◆ **Records supplied**
● ● ●

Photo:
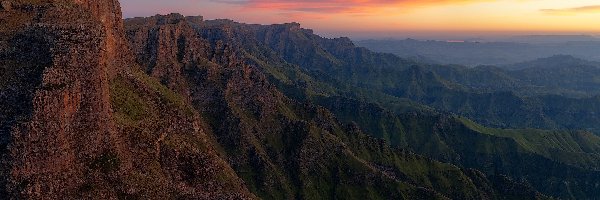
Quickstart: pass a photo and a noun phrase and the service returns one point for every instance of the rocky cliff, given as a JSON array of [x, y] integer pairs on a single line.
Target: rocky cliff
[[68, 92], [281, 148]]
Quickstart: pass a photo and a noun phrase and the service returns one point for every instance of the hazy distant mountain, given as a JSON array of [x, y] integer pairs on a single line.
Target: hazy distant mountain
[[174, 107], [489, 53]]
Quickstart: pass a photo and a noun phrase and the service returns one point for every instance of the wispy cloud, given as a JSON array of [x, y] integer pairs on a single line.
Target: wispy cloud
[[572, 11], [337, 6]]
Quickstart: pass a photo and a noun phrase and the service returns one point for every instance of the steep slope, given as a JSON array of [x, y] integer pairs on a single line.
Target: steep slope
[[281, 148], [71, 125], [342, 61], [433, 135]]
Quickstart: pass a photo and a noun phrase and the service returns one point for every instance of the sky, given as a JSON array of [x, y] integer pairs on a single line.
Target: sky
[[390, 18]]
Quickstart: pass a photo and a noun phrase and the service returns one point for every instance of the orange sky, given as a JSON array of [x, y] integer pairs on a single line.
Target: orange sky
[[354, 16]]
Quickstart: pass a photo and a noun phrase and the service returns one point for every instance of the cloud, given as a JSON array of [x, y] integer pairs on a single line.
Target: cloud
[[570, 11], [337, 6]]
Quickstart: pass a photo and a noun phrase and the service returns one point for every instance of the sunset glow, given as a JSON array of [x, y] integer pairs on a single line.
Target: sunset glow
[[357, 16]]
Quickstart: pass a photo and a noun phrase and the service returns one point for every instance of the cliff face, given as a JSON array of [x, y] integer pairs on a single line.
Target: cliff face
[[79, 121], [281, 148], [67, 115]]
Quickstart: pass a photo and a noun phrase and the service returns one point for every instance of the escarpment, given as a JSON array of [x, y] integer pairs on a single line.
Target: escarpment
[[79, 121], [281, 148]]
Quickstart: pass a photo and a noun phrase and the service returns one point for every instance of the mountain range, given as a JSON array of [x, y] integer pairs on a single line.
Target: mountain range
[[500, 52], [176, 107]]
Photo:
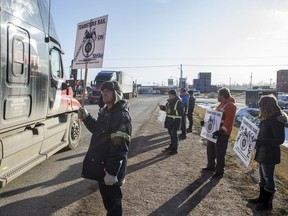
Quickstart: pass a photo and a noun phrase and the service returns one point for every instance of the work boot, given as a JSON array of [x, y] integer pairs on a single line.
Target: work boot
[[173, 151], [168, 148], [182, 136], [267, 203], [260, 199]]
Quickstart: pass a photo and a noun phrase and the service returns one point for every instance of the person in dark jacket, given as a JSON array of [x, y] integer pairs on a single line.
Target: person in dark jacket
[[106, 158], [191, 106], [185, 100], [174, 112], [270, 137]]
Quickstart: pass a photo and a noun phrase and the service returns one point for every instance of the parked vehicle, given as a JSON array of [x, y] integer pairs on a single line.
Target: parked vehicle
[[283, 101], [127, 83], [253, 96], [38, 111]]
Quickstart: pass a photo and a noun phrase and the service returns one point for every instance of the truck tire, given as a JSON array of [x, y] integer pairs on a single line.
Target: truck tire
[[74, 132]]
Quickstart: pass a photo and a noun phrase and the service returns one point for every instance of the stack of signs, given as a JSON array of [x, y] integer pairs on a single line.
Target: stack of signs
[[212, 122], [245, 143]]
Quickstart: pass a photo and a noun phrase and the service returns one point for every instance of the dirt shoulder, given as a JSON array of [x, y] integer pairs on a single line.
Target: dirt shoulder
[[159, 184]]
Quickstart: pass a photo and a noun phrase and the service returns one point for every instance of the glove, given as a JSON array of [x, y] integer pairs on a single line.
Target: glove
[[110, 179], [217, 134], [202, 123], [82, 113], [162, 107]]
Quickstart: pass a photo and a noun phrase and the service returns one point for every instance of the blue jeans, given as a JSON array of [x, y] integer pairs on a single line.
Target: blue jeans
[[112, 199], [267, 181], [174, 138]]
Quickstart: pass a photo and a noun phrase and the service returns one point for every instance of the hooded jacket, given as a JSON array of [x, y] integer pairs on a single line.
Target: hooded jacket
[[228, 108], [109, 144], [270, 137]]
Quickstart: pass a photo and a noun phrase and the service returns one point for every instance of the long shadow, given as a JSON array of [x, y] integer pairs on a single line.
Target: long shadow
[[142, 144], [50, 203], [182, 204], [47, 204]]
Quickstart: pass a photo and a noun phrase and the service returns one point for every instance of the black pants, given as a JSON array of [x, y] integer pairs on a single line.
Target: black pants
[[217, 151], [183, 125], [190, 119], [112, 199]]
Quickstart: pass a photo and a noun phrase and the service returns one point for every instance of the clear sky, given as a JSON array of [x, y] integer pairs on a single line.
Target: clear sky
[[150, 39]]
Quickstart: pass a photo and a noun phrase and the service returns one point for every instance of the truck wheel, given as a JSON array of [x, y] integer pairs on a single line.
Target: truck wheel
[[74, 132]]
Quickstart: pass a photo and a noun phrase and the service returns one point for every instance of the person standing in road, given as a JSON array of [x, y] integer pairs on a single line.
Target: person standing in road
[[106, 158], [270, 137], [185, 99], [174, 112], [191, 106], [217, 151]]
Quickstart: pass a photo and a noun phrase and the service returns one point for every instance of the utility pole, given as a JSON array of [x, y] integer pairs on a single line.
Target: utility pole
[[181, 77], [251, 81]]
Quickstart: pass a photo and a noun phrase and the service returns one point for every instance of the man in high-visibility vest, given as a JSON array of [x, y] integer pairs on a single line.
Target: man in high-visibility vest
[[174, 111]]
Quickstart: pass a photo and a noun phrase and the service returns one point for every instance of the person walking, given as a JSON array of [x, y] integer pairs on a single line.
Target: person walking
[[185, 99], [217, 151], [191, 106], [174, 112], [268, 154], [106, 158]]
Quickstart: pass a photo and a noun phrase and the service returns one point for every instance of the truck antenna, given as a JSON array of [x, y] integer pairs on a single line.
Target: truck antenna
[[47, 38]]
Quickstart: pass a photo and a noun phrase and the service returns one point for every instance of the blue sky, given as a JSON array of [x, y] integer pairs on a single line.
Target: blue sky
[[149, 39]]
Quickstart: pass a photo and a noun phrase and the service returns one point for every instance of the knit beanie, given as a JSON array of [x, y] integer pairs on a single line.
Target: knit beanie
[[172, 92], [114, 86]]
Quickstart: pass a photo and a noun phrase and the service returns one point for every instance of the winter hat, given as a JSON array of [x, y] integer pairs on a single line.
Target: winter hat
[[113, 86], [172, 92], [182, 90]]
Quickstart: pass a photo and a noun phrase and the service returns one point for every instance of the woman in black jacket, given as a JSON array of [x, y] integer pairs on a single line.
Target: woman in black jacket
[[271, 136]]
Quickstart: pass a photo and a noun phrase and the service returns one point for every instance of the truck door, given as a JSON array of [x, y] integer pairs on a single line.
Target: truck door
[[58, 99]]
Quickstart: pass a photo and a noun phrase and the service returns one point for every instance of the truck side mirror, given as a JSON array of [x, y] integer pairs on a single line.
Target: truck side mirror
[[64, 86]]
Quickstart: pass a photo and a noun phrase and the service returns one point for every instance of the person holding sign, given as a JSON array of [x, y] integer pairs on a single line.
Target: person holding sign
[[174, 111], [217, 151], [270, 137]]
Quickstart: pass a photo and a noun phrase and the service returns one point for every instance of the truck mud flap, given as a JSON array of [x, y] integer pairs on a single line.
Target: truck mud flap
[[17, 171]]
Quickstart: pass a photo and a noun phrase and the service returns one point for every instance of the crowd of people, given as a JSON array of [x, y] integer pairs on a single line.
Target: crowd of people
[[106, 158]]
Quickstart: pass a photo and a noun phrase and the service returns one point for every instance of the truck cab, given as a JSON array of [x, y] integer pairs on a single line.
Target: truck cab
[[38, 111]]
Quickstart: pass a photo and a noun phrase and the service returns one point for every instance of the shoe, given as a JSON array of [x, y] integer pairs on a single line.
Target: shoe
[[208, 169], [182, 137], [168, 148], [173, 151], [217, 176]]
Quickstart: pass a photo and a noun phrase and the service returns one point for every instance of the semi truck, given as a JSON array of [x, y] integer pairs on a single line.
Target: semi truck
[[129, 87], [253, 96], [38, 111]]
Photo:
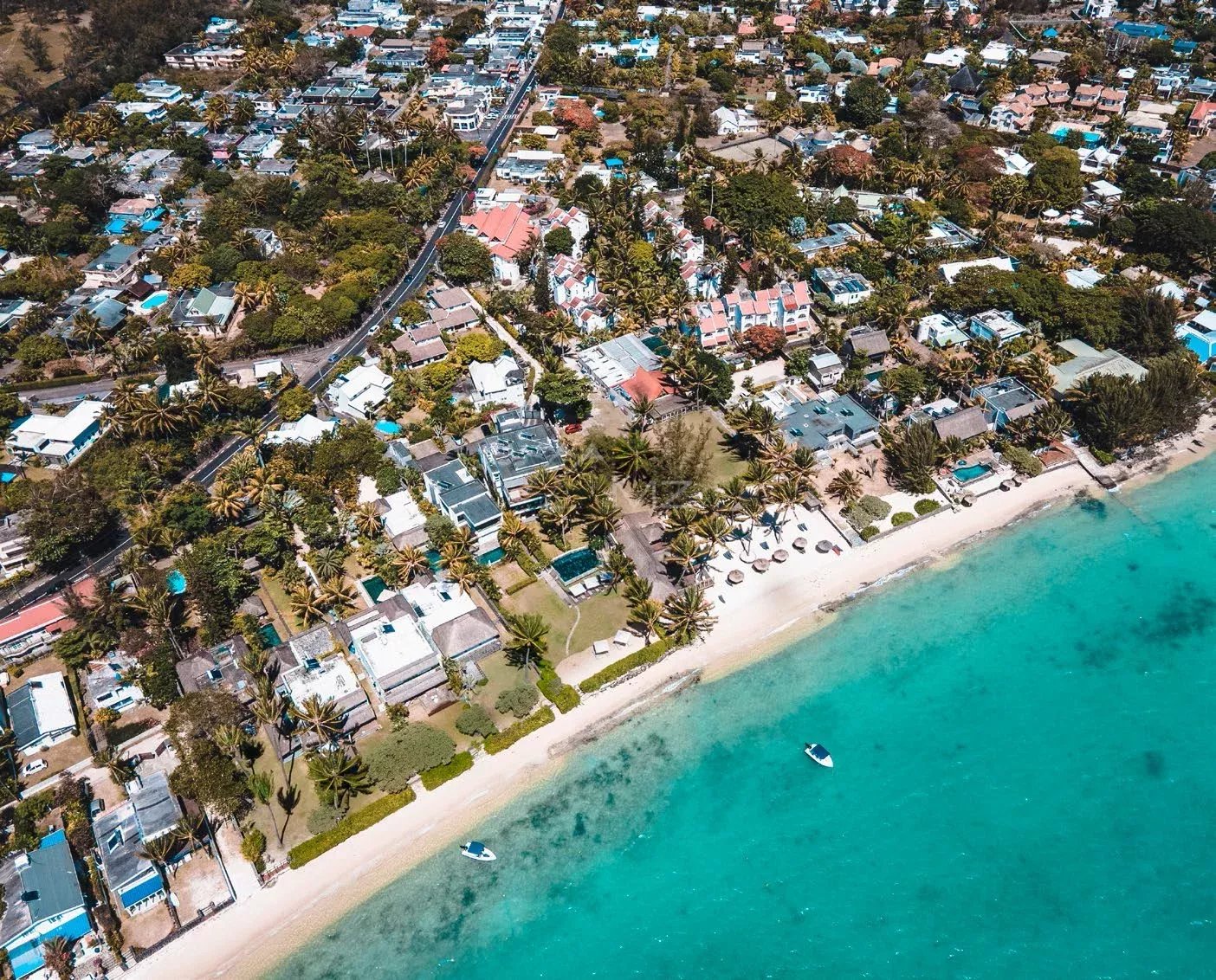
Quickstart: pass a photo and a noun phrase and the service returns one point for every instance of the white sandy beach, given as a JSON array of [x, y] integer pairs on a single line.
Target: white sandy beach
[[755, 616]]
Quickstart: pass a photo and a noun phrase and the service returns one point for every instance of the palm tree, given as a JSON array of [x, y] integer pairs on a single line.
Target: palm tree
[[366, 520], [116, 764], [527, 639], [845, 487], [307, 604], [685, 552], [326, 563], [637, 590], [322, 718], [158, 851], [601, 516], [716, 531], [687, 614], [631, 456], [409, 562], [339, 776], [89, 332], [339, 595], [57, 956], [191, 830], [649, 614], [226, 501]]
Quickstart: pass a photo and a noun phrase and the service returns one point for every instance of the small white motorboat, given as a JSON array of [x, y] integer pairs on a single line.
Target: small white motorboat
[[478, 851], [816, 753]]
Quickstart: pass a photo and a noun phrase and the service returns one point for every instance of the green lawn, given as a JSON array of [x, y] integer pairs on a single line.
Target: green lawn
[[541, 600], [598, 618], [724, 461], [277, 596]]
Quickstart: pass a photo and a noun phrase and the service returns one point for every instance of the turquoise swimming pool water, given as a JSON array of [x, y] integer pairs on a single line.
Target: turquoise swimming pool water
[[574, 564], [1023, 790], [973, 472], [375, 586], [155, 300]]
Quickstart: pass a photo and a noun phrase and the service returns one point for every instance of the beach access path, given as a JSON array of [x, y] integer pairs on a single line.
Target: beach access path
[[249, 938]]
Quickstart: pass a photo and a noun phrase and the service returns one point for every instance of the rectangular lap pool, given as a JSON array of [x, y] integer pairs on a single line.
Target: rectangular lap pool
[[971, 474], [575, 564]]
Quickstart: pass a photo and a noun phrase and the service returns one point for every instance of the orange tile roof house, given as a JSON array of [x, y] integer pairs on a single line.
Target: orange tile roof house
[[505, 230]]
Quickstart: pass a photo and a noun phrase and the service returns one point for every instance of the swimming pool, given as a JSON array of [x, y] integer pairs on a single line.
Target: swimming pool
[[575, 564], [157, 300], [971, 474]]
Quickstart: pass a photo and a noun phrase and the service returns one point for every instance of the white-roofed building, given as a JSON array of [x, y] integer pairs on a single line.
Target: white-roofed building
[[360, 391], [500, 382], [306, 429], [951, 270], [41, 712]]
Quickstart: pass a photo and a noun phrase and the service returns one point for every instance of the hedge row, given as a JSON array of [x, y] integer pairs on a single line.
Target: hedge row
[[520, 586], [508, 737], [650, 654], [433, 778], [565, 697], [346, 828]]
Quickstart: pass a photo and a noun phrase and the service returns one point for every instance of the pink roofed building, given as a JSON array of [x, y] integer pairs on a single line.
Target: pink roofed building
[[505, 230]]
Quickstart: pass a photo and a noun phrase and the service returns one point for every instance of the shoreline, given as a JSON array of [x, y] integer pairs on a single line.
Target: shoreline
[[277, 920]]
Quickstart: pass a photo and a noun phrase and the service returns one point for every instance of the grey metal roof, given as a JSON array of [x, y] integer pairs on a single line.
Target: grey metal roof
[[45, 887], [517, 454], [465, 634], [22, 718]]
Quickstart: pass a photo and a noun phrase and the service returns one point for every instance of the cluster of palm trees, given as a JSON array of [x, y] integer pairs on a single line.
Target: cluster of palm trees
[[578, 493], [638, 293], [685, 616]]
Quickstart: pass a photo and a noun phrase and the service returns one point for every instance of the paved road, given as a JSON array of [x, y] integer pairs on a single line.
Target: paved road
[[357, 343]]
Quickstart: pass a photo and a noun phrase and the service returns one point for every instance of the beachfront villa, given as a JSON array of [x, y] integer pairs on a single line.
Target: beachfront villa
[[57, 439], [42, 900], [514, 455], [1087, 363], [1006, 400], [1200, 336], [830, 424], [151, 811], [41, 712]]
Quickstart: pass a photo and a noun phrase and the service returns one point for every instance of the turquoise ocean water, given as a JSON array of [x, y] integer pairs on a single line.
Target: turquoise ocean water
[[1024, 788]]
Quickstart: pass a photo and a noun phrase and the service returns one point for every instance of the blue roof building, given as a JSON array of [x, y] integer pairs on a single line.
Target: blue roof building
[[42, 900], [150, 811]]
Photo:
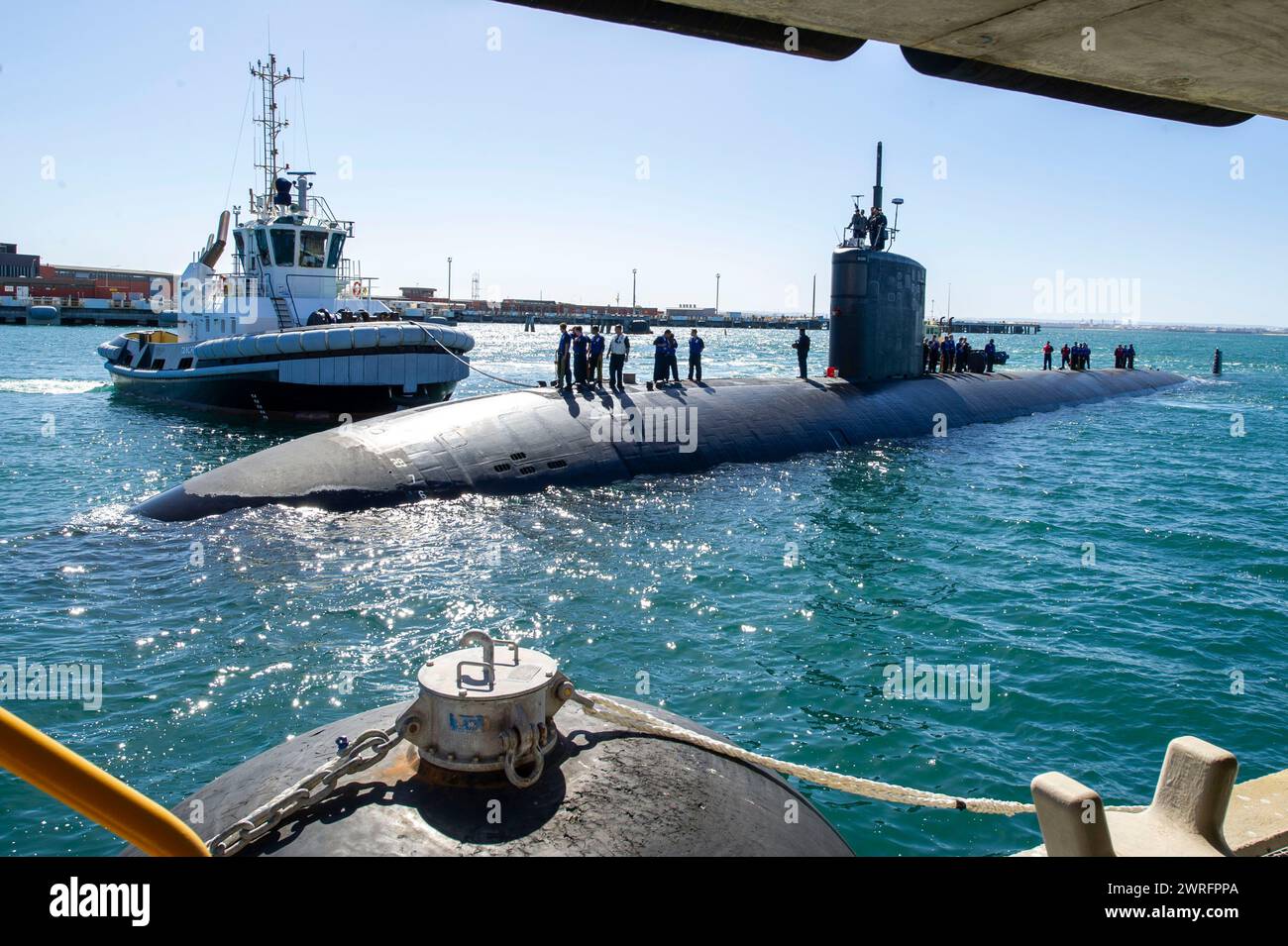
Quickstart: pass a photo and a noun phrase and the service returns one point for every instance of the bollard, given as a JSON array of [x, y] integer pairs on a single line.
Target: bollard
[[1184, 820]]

● ● ●

◆ **Problem to work on**
Because the copy must hold no pictures, return only the lines that run from the line containing "the turquoise ocean" to the end of the data above, each exactly as it stands.

◆ **Response to this task**
Quickstart: pass a photo and a noun phrase and the service returns one point for every instance of the turquoise ocean water, given as a JSON array of [x, y] integer pairs on a single line.
Target: turquoise ocean water
[[1024, 788]]
Quickstart: pass a photo and a noun phrase and the service returns one point for every instance of the blue roof building, given as a JSON array of [x, y] integer pairs on a single line.
Target: blue roof building
[[42, 900], [150, 811]]
Photo:
Quickstart: pass a photo and a noun phrase and the service returns one point for every instance of the bollard, given as a JSON array of [x, y] integer pairs on a single line.
Target: bollard
[[1184, 820]]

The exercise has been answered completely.